• _Fragmento de lectura_
◇ ◇ ◇ ◇ ◇

En medio de aquellos años de cimas y simas
sobresale un trasteo revelador que ya figura entre las grandes faenas de la
historia de la Tauromaquia: en 1966, casi olvidado de la afición, cuajó de cabo
a rabo a ‘Atrevido’, el famoso toro blanco de Osborne que lo convirtió en
leyenda y en torero de referencia. Pero las lesiones y las sombras de la vida
volvieron a enhebrarse con la trayectoria del torero madrileño, que desapareció
del mapa en 1975 después de escenificar un primer corte de coleta. No tendría
demasiada vigencia. Dos años después marchó a Venezuela, preparando la que
sería su definitiva asunción a la gloria, con medio siglo cumplido, en la
definitiva e imprescindible vuelta de 1981 sin la que no podría comprenderse la
globalidad de su carrera. El maduro torero volvía a la palestra alentado por el
retorno de otros toreros que, como Manolo Vázquez, llenaron un hueco de calidad
en un extraño momento de transición en el hilo del toreo. Era un ahora o nunca.
Antoñete se hizo presente en la escena capitalina
en un momento de desenfadada vida cultural. No tardó en convertirse en el icono
taurino de aquel Madrid que se asomaba a la nueva década con optimismo y
descargado de prejuicios. Había sido adoptado como torero de la ’Movida’ y en
un lustro prodigioso logró cimentar su definitiva impronta como gran figura del
toreo. En 1985 fue testigo de la trágica cornada mortal de José Cubero Yiyo en
Colmenar Viejo, un jovencísimo amigo y pupilo que le dejó en la más profunda
desolación con su muerte. Ese mismo año se preparó su retirada en el ruedo de
Madrid, la plaza de su vida, convertida en un acontecimiento en el que las
cosas no salieron como se esperaban. Tampoco importó. La afición madrileña lo
sacó a hombros del coso venteño recordando que, aquel mismo año, había firmado
una de las faenas de su vida al toro ‘Cantinero’, del hierro de Garzón.

◇ ◇ ◇ ◇ ◇

Imágenes para localizar objetos
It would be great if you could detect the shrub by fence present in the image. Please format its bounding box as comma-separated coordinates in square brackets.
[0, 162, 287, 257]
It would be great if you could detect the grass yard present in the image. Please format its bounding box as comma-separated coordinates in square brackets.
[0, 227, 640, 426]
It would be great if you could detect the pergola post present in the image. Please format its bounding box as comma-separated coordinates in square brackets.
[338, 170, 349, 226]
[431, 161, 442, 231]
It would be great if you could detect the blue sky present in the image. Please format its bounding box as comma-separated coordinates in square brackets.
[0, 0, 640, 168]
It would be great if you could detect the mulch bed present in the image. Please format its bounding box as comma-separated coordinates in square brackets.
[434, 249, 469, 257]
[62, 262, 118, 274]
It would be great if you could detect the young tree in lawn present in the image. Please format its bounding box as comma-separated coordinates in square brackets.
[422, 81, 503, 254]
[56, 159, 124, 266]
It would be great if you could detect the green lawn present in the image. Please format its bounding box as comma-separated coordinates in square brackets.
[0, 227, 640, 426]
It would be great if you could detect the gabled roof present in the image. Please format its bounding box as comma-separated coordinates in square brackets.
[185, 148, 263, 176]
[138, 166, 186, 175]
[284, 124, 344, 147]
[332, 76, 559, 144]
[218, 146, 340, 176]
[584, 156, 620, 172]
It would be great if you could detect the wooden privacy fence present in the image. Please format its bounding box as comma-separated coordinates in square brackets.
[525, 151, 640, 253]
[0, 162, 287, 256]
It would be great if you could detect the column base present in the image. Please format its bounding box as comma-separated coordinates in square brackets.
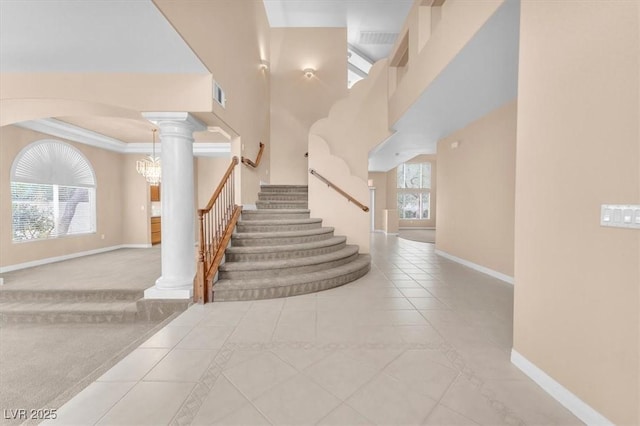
[144, 285, 193, 299]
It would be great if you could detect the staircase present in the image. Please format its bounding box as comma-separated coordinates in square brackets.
[213, 185, 371, 301]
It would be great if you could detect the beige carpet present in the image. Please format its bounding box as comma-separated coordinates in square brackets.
[0, 246, 168, 425]
[398, 229, 436, 244]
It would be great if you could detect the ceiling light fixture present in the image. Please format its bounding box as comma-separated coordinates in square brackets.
[136, 129, 162, 186]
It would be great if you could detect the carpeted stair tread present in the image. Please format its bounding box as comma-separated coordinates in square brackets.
[260, 185, 309, 192]
[256, 200, 309, 209]
[0, 287, 144, 302]
[219, 245, 358, 272]
[232, 226, 334, 240]
[237, 218, 322, 226]
[0, 301, 137, 323]
[227, 235, 347, 254]
[242, 209, 311, 215]
[213, 254, 371, 301]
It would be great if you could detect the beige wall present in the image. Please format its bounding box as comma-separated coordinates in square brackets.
[0, 126, 149, 267]
[0, 73, 212, 125]
[120, 155, 151, 245]
[308, 60, 390, 253]
[195, 157, 240, 209]
[436, 101, 516, 277]
[389, 0, 504, 124]
[154, 0, 271, 204]
[369, 172, 388, 231]
[271, 28, 348, 185]
[514, 1, 640, 425]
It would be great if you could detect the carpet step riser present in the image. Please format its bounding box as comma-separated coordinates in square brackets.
[242, 210, 311, 220]
[236, 222, 322, 232]
[225, 243, 346, 262]
[219, 253, 358, 280]
[256, 201, 309, 210]
[258, 192, 309, 201]
[213, 264, 371, 302]
[0, 311, 136, 324]
[231, 232, 333, 247]
[260, 186, 309, 194]
[0, 291, 144, 303]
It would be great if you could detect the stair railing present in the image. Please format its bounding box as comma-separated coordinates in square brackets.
[309, 169, 369, 212]
[240, 142, 264, 169]
[193, 157, 242, 303]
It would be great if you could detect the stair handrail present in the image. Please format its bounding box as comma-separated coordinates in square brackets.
[193, 157, 242, 303]
[240, 142, 264, 169]
[309, 169, 369, 212]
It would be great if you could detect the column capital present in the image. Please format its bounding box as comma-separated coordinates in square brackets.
[142, 111, 207, 132]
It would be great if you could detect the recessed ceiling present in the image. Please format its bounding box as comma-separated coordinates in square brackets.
[369, 0, 520, 171]
[0, 0, 209, 74]
[264, 0, 413, 62]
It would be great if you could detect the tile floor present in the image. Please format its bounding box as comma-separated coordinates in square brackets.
[46, 234, 581, 425]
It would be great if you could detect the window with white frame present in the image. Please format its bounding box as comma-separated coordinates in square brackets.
[11, 140, 96, 242]
[396, 162, 431, 220]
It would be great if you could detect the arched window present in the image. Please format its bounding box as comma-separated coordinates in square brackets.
[11, 140, 96, 241]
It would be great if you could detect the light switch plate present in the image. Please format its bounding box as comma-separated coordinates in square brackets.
[600, 204, 640, 229]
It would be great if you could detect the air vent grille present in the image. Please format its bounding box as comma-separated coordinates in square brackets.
[360, 31, 398, 44]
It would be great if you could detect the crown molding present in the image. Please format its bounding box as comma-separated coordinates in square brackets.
[15, 118, 231, 157]
[16, 118, 127, 153]
[142, 111, 207, 132]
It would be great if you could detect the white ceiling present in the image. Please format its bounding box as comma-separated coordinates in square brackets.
[264, 0, 413, 62]
[0, 0, 209, 74]
[369, 0, 520, 171]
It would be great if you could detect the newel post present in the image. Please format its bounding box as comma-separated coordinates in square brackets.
[193, 210, 208, 304]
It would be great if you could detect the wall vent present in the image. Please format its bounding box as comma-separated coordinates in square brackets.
[360, 31, 398, 44]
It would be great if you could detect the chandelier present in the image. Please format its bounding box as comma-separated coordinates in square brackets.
[136, 129, 161, 185]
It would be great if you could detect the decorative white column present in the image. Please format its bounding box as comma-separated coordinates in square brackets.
[143, 112, 206, 299]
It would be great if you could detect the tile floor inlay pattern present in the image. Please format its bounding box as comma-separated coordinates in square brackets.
[47, 234, 581, 425]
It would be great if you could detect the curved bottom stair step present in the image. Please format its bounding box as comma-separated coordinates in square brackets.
[218, 245, 358, 279]
[231, 227, 334, 247]
[213, 254, 371, 302]
[225, 236, 347, 262]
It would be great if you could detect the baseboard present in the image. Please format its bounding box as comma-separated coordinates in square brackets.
[436, 249, 514, 285]
[511, 349, 613, 426]
[0, 244, 151, 274]
[122, 244, 153, 248]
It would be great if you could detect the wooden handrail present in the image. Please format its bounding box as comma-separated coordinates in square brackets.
[309, 169, 369, 212]
[240, 142, 264, 169]
[193, 157, 242, 303]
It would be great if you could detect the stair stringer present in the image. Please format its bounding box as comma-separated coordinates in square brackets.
[309, 134, 371, 253]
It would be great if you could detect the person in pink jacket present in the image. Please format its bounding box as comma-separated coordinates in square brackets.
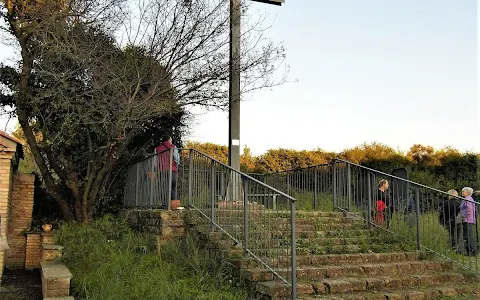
[460, 187, 478, 256]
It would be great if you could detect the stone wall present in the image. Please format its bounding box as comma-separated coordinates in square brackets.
[121, 210, 185, 254]
[25, 233, 42, 270]
[5, 172, 35, 268]
[0, 151, 15, 282]
[121, 209, 185, 237]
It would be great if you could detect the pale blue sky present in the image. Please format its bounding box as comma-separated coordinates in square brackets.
[190, 0, 480, 154]
[0, 0, 480, 155]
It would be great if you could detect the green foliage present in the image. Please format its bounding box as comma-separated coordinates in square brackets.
[186, 142, 480, 193]
[58, 216, 247, 300]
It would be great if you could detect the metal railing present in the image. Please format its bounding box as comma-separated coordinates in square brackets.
[251, 164, 333, 211]
[252, 159, 480, 273]
[124, 149, 296, 299]
[332, 159, 480, 274]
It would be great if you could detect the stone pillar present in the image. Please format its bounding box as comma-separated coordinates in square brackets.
[0, 151, 15, 282]
[5, 172, 35, 268]
[25, 233, 42, 270]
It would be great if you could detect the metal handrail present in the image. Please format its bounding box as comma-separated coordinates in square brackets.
[332, 159, 480, 274]
[332, 158, 480, 205]
[124, 149, 296, 299]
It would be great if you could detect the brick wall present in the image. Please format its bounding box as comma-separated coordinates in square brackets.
[0, 152, 14, 235]
[0, 150, 15, 280]
[5, 172, 35, 268]
[25, 233, 42, 270]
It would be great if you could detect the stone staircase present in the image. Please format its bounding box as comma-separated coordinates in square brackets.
[189, 212, 480, 299]
[40, 232, 74, 300]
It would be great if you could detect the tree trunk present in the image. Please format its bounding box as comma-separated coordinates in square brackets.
[16, 37, 74, 221]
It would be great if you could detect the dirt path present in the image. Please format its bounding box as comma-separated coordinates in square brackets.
[0, 269, 42, 300]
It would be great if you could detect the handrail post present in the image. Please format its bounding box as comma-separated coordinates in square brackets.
[290, 200, 297, 300]
[147, 156, 157, 207]
[332, 160, 337, 210]
[210, 160, 215, 232]
[135, 163, 140, 207]
[167, 149, 173, 210]
[313, 167, 318, 210]
[187, 150, 193, 208]
[242, 176, 248, 257]
[347, 164, 352, 212]
[415, 187, 422, 251]
[367, 171, 373, 228]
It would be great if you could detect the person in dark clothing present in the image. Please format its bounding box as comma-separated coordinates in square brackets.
[439, 190, 461, 250]
[374, 179, 392, 228]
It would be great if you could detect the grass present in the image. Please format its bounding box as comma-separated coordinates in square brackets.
[58, 217, 248, 300]
[292, 191, 333, 212]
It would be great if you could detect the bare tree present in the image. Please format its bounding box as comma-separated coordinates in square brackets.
[0, 0, 285, 222]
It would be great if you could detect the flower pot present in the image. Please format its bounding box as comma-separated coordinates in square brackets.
[170, 200, 180, 209]
[42, 224, 52, 232]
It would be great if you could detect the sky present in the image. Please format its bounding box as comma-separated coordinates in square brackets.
[190, 0, 480, 155]
[0, 0, 480, 155]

◇ ◇ ◇ ◇ ◇

• _Qué se pide_
1 – Indica si cada afirmación concuerda con el fragmento sobre Antoñete y justifica tu respuesta con las palabras exactas del fragmento: (a) En 1966 el torero cuajó al toro blanco de Osborne llamado ‘Atrevido’. (b) Tras su primer corte de coleta, el torero se marchó a México. (c) Su retirada en el ruedo de Madrid salió como se esperaba.
2 – Devuelve sin cambios el pasaje del fragmento sobre Antoñete que empieza en las palabras "Antoñete se hizo" y termina después de las palabras "hierro de Garzón.".
Estas filas provienen de una fuente distinta.

• _Tareas resueltas_
1 –
(a) Sí: «en 1966, casi olvidado de la afición, cuajó de cabo a rabo a ‘Atrevido’, el famoso toro blanco de Osborne».
(b) No: «Dos años después marchó a Venezuela».
(c) No: «las cosas no salieron como se esperaban».

2 –
Antoñete se hizo presente en la escena capitalina
en un momento de desenfadada vida cultural. No tardó en convertirse en el icono
taurino de aquel Madrid que se asomaba a la nueva década con optimismo y
descargado de prejuicios. Había sido adoptado como torero de la ’Movida’ y en
un lustro prodigioso logró cimentar su definitiva impronta como gran figura del
toreo. En 1985 fue testigo de la trágica cornada mortal de José Cubero Yiyo en
Colmenar Viejo, un jovencísimo amigo y pupilo que le dejó en la más profunda
desolación con su muerte. Ese mismo año se preparó su retirada en el ruedo de
Madrid, la plaza de su vida, convertida en un acontecimiento en el que las
cosas no salieron como se esperaban. Tampoco importó. La afición madrileña lo
sacó a hombros del coso venteño recordando que, aquel mismo año, había firmado
una de las faenas de su vida al toro ‘Cantinero’, del hierro de Garzón.